# STORED DATA:

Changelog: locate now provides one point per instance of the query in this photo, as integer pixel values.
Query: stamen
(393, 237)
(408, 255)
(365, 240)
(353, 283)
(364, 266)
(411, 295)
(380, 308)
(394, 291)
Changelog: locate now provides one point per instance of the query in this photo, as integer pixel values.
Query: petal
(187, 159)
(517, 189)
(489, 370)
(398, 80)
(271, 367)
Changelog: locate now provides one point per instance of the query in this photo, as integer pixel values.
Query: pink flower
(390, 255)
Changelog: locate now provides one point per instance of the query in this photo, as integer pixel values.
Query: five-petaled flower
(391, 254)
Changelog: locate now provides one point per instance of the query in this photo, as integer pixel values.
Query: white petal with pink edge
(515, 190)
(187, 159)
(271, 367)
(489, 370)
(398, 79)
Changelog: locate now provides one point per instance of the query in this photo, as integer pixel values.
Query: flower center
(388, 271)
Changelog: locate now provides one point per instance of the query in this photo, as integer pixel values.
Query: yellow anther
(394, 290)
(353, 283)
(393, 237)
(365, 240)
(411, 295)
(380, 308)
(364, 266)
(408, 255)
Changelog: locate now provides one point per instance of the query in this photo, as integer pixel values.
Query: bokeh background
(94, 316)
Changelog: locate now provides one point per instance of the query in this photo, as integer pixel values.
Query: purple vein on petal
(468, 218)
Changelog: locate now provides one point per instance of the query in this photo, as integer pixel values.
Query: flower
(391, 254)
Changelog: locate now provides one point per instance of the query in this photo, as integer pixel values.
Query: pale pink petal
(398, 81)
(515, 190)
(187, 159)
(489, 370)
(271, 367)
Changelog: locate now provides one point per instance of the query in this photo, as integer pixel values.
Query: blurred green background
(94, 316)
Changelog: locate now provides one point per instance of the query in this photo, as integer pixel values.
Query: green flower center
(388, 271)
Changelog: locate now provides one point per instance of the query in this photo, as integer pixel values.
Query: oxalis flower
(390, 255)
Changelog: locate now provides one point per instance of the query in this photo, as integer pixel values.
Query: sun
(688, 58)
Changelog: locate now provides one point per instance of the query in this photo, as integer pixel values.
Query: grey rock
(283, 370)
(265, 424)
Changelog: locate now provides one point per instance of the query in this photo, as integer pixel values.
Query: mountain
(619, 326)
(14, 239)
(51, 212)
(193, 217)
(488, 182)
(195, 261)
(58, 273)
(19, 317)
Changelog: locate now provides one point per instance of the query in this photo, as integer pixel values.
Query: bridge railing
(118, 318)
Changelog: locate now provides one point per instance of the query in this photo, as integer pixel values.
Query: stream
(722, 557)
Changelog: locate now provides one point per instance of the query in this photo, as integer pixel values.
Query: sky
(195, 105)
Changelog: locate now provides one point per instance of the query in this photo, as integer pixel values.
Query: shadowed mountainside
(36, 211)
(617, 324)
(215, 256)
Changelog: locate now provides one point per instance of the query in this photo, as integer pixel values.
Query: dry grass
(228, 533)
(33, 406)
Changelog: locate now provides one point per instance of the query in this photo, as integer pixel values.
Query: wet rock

...

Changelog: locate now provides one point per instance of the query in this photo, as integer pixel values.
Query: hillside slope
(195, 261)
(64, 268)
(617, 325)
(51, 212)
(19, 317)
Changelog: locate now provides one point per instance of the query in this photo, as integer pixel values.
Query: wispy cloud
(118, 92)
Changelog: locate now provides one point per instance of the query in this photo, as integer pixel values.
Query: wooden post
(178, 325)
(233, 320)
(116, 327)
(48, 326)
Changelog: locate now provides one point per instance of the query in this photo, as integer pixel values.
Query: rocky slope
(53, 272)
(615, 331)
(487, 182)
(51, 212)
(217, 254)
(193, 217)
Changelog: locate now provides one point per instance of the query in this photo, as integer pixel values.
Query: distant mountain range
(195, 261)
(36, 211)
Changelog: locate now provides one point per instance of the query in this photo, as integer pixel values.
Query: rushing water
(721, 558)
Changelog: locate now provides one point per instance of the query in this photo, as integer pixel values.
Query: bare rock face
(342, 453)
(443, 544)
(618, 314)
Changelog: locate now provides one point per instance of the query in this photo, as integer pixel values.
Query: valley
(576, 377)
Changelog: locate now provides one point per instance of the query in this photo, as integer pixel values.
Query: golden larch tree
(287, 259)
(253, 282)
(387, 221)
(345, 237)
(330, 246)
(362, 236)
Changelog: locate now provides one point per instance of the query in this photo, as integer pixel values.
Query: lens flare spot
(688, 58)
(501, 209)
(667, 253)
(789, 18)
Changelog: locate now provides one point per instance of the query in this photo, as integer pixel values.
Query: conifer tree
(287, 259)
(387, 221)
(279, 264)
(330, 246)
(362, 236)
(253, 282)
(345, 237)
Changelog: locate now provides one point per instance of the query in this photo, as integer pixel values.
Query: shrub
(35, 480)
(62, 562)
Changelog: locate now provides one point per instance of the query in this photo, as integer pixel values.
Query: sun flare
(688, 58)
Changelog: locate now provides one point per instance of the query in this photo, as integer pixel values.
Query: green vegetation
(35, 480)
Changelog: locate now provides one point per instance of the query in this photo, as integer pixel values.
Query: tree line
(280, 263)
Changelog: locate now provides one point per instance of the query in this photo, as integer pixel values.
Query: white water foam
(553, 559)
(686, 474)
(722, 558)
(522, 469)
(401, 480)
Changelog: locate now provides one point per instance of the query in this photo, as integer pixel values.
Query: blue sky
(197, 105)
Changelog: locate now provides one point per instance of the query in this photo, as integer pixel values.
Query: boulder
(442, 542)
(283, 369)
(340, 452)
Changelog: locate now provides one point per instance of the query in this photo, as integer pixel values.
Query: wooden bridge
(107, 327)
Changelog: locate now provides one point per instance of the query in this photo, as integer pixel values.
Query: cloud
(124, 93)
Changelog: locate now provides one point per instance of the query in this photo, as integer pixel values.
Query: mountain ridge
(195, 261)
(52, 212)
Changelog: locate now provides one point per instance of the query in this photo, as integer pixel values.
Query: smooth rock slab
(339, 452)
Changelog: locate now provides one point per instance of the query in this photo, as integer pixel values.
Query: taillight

# WORK INSTRUCTIONS:
In the listing above, start at the line with "Query: mountain ridge", go on through the line with "Query: taillight", and copy each of those lines exactly; leave out all the rest.

# EXPECTED ANSWER:
Query: mountain ridge
(195, 261)
(52, 212)
Changelog: locate now provides one point per instance of the query in this photo, as integer pixel values.
Query: smooth rock slab
(339, 452)
Changelog: locate now provides one point per instance of the query in this photo, as integer pixel values.
Query: taillight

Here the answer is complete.